Convert every one of the rows below into a JSON list of strings, with one string for each line and blank lines omitted.
** Start The data **
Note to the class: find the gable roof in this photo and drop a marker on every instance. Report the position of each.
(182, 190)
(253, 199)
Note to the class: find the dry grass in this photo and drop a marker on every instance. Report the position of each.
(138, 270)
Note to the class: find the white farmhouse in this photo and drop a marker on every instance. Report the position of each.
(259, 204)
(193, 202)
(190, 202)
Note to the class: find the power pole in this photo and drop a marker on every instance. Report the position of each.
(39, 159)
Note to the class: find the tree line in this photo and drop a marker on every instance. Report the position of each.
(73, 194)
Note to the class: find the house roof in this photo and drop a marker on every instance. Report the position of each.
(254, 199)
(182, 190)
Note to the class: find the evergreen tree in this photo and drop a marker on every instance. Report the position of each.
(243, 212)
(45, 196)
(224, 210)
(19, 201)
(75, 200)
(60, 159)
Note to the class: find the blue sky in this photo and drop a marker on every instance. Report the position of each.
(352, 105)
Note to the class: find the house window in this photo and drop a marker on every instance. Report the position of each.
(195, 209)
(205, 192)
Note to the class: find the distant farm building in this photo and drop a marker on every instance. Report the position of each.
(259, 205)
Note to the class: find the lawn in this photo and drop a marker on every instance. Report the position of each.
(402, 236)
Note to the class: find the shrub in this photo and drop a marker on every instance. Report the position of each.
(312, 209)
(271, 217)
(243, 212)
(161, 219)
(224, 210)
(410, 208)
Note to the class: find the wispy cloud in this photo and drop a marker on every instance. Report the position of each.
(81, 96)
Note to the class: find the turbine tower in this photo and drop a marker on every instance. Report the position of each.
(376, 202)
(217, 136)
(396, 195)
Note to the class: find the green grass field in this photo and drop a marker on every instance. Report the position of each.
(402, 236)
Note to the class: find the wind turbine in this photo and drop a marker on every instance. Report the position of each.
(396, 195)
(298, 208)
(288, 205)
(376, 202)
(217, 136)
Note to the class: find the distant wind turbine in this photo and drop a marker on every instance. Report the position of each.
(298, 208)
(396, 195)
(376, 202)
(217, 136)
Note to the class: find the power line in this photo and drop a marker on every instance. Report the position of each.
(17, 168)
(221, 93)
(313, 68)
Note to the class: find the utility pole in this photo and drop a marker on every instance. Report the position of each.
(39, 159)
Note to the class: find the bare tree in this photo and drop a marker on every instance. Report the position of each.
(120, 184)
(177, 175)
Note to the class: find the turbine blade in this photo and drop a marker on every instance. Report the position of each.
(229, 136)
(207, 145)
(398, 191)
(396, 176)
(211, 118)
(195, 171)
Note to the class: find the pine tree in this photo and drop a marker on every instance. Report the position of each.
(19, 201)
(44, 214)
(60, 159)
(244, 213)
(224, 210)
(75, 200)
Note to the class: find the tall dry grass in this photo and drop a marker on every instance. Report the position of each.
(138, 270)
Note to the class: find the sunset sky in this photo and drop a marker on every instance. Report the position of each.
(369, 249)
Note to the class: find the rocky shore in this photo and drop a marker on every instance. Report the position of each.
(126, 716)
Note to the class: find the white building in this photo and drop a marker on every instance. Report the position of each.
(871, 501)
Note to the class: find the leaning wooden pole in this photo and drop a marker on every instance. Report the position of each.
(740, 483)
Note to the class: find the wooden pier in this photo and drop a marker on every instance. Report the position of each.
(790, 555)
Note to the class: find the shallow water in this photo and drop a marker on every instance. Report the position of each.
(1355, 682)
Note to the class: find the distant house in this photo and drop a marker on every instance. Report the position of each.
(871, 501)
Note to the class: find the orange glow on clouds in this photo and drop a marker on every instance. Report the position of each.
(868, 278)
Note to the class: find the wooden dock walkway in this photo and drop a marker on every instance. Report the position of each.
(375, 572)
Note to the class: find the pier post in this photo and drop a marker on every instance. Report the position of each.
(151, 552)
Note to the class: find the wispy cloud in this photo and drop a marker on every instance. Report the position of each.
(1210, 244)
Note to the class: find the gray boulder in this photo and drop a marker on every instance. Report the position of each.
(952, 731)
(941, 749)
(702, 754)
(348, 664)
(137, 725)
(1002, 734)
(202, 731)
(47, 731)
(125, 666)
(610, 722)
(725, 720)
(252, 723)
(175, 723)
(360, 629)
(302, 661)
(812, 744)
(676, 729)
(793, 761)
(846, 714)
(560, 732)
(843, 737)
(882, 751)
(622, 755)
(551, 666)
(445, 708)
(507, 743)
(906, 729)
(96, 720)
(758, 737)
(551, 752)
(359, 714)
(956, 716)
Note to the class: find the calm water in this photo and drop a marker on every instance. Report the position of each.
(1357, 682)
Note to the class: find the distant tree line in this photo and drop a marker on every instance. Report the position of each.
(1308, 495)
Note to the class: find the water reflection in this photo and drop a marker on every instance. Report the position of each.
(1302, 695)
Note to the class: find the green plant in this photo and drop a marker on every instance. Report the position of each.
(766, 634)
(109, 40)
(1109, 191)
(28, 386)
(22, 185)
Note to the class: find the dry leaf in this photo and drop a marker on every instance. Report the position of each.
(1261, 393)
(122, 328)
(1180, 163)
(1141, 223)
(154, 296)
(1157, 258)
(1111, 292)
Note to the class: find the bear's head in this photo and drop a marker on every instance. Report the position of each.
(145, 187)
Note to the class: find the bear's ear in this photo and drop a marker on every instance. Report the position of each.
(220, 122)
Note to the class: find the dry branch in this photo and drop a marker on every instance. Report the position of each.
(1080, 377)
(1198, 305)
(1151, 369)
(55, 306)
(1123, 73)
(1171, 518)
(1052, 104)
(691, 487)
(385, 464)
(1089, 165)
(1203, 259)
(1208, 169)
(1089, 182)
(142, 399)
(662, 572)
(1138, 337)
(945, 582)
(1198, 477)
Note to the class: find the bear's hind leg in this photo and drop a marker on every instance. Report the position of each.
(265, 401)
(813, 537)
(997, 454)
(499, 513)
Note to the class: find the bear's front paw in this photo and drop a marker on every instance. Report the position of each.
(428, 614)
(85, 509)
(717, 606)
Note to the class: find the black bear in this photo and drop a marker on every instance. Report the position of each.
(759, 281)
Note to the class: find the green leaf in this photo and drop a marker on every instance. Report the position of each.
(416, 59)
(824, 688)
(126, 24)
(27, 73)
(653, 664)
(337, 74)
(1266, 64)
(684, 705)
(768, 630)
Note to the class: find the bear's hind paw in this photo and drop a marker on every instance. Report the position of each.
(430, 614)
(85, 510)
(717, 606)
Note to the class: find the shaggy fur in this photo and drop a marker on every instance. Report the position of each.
** End The data **
Response below
[
  "Note to the class: find the gable roof in this photo and drop a marker on every instance. Report the position of each.",
  "(182, 190)",
  "(253, 199)",
  "Note to the class: find the dry grass in this photo and drop a marker on every instance. Report the position of each.",
  "(138, 270)",
  "Note to the class: find the white farmhouse in this photo and drop a marker on every instance. Report the position of each.",
  "(259, 204)",
  "(193, 202)",
  "(190, 202)",
  "Note to the class: find the power pole in this photo and drop a marker on every instance. Report the position of each.",
  "(39, 159)",
  "Note to the class: find the tree line in this photo and drop a marker on every instance. Report the position of each.",
  "(73, 194)",
  "Note to the class: find the house roof in this photo and drop a marker on every instance. Report the position of each.",
  "(254, 199)",
  "(182, 190)",
  "Note to the class: find the evergreen tree in this photo and drop a marker on every instance. Report the position of each.",
  "(243, 212)",
  "(45, 196)",
  "(224, 210)",
  "(19, 201)",
  "(75, 200)",
  "(60, 159)",
  "Note to the class: find the blue sky in this photo and drop a marker on every instance. Report the position of each.",
  "(352, 105)",
  "Note to the class: find the house window in this photo and drop a marker on every instance. Report the position of each.",
  "(195, 209)",
  "(205, 192)",
  "Note to the class: find the distant farm building in this photo and drop a marker on every instance. Report the position of each.",
  "(259, 205)",
  "Note to the class: find the lawn in this photo and drop a marker on every instance. Report the position of each.",
  "(402, 236)",
  "Note to the class: find the shrub in this photo and drop a marker on every instance. Report the position of each.",
  "(312, 209)",
  "(271, 217)",
  "(243, 212)",
  "(161, 219)",
  "(224, 210)",
  "(410, 208)",
  "Note to the class: find the wispy cloud in this photo and drop a marker on every instance. Report the position of each.",
  "(81, 96)",
  "Note to the class: find the turbine tower in this photo and drop a marker on every instance. Report the position of each.",
  "(376, 202)",
  "(217, 136)",
  "(396, 195)",
  "Note to the class: find the green grass field in this photo and drop a marker on every instance. Report the position of each.",
  "(402, 236)",
  "Note to the class: find the wind turbine in this photo and drop a marker on every instance. Report the position of each.",
  "(396, 195)",
  "(298, 208)",
  "(288, 205)",
  "(376, 202)",
  "(217, 136)",
  "Note to the class: find the distant wind turbine in this photo and drop a marker on every instance. Report the position of each.",
  "(298, 208)",
  "(396, 195)",
  "(376, 202)",
  "(217, 136)",
  "Note to the class: find the power line in this photo and drop a marker on every instance. Report the position of each.",
  "(17, 168)",
  "(221, 93)",
  "(313, 68)",
  "Note to the class: find the utility pole in this photo and drop a marker on every instance. Report the position of each.",
  "(39, 159)",
  "Note to the class: find the bare tree in this photo and drop a marker on every instance. Report the position of each.",
  "(120, 184)",
  "(177, 175)",
  "Note to the class: find the turbine blade in this photo and drop a marker on every instance. Report the position of each.",
  "(229, 136)",
  "(207, 145)",
  "(398, 191)",
  "(396, 176)",
  "(211, 118)",
  "(195, 171)",
  "Note to the class: find the pine tree in this photo and drop a marker on every instance. Report the position of each.",
  "(19, 201)",
  "(44, 214)",
  "(60, 159)",
  "(244, 213)",
  "(224, 210)",
  "(75, 200)",
  "Note to the class: find the tall dry grass in this photo and drop a marker on every instance. Report the position of each.",
  "(138, 270)",
  "Note to the class: find the sunset sky in this photo and drop a marker on every instance. Report the position of each.",
  "(369, 249)",
  "Note to the class: find the rocky shore in this photo and drop a marker on every instance. Report the position of each.",
  "(126, 716)",
  "Note to the class: find the white building in this photo and drop a marker on every instance. Report the position of each.",
  "(871, 501)",
  "Note to the class: find the leaning wooden pole in this photo and drop a marker on every instance. Report the position of each.",
  "(740, 483)",
  "Note to the class: find the wooden pier in this photo and drop a marker on every instance. Report the position of each.",
  "(790, 555)",
  "Note to the class: find the shallow water in this photo and drop a marker on every instance. Report the position of each.",
  "(1355, 682)",
  "Note to the class: find the distant house in this photo and drop a marker on every instance. Report the position of each.",
  "(871, 501)",
  "Note to the class: find the orange glow on clouds in this photo and drop a marker on every instance. Report the position of each.",
  "(868, 278)",
  "Note to the class: find the wooden dock walkway in this photo and drop a marker on every instance. Report the position of each.",
  "(375, 572)",
  "Note to the class: find the pier post in this photo and drop a marker on every instance. Report the position of each.",
  "(151, 552)",
  "Note to the class: find the wispy cloud in this photo and drop a marker on every instance. Report the position of each.",
  "(1210, 244)",
  "Note to the class: find the gray boulder in this photo and drop a marker on every instance. Report the position of each.",
  "(952, 731)",
  "(941, 749)",
  "(702, 754)",
  "(348, 664)",
  "(137, 725)",
  "(1002, 734)",
  "(202, 731)",
  "(47, 731)",
  "(125, 666)",
  "(610, 722)",
  "(725, 720)",
  "(252, 723)",
  "(175, 723)",
  "(360, 629)",
  "(302, 661)",
  "(812, 744)",
  "(676, 729)",
  "(793, 761)",
  "(846, 714)",
  "(560, 732)",
  "(843, 737)",
  "(882, 751)",
  "(622, 755)",
  "(551, 666)",
  "(445, 708)",
  "(507, 743)",
  "(906, 729)",
  "(96, 720)",
  "(758, 737)",
  "(551, 752)",
  "(359, 714)",
  "(956, 716)",
  "Note to the class: find the calm water in this photo and drop a marker on every instance. Report the position of each.",
  "(1357, 682)",
  "Note to the class: find the distant tree line in this photo and drop a marker on every instance. Report the position of each.",
  "(1308, 495)",
  "Note to the class: find the water reflection in this photo and drop a marker on every instance. Report the position of each.",
  "(1302, 695)",
  "Note to the class: find the green plant in this photo and drop a marker on every instance. Report the position of each.",
  "(766, 634)",
  "(109, 40)",
  "(1109, 191)",
  "(28, 386)",
  "(22, 185)",
  "Note to the class: find the dry leaf in this photo and drop a marker on every instance. Report the position of each.",
  "(1261, 393)",
  "(122, 328)",
  "(1180, 163)",
  "(1141, 223)",
  "(154, 296)",
  "(1157, 258)",
  "(1111, 292)",
  "Note to the class: find the bear's head in this photo and drop a marker on every instance. Report the position of each.",
  "(145, 187)",
  "Note to the class: find the bear's ear in this photo and drop a marker on every instance. Report the position of each.",
  "(220, 122)",
  "Note to the class: find the dry branch in this photo and drop a marker on every instance. Report the position of each.",
  "(1080, 377)",
  "(1198, 305)",
  "(1151, 369)",
  "(55, 306)",
  "(1123, 73)",
  "(1171, 518)",
  "(1052, 104)",
  "(691, 487)",
  "(385, 464)",
  "(1089, 165)",
  "(1203, 259)",
  "(1208, 169)",
  "(1089, 182)",
  "(142, 399)",
  "(662, 572)",
  "(1138, 337)",
  "(945, 582)",
  "(1198, 477)",
  "Note to the class: find the bear's hind leg in this photo and drop a marker on every instance. Report the position of each.",
  "(265, 401)",
  "(813, 537)",
  "(997, 454)",
  "(499, 513)",
  "Note to the class: find the bear's front paw in this photo and drop a marker on every instance. Report the position of each.",
  "(428, 614)",
  "(85, 509)",
  "(717, 606)",
  "Note to the class: find the black bear in this photo and drop a marker on every instance. Report the position of each.",
  "(759, 281)",
  "Note to the class: find the green leaf in this photo and drop a marker on every instance. Report the position of each.",
  "(416, 59)",
  "(824, 688)",
  "(126, 24)",
  "(27, 73)",
  "(653, 664)",
  "(337, 74)",
  "(1266, 64)",
  "(684, 705)",
  "(768, 630)",
  "Note to the class: find the bear's hind paw in this photo and drop a marker on every instance. Report the position of each.",
  "(430, 614)",
  "(85, 510)",
  "(717, 606)",
  "Note to the class: find the shaggy fur in this photo and drop a marker on every instance. Report the position of each."
]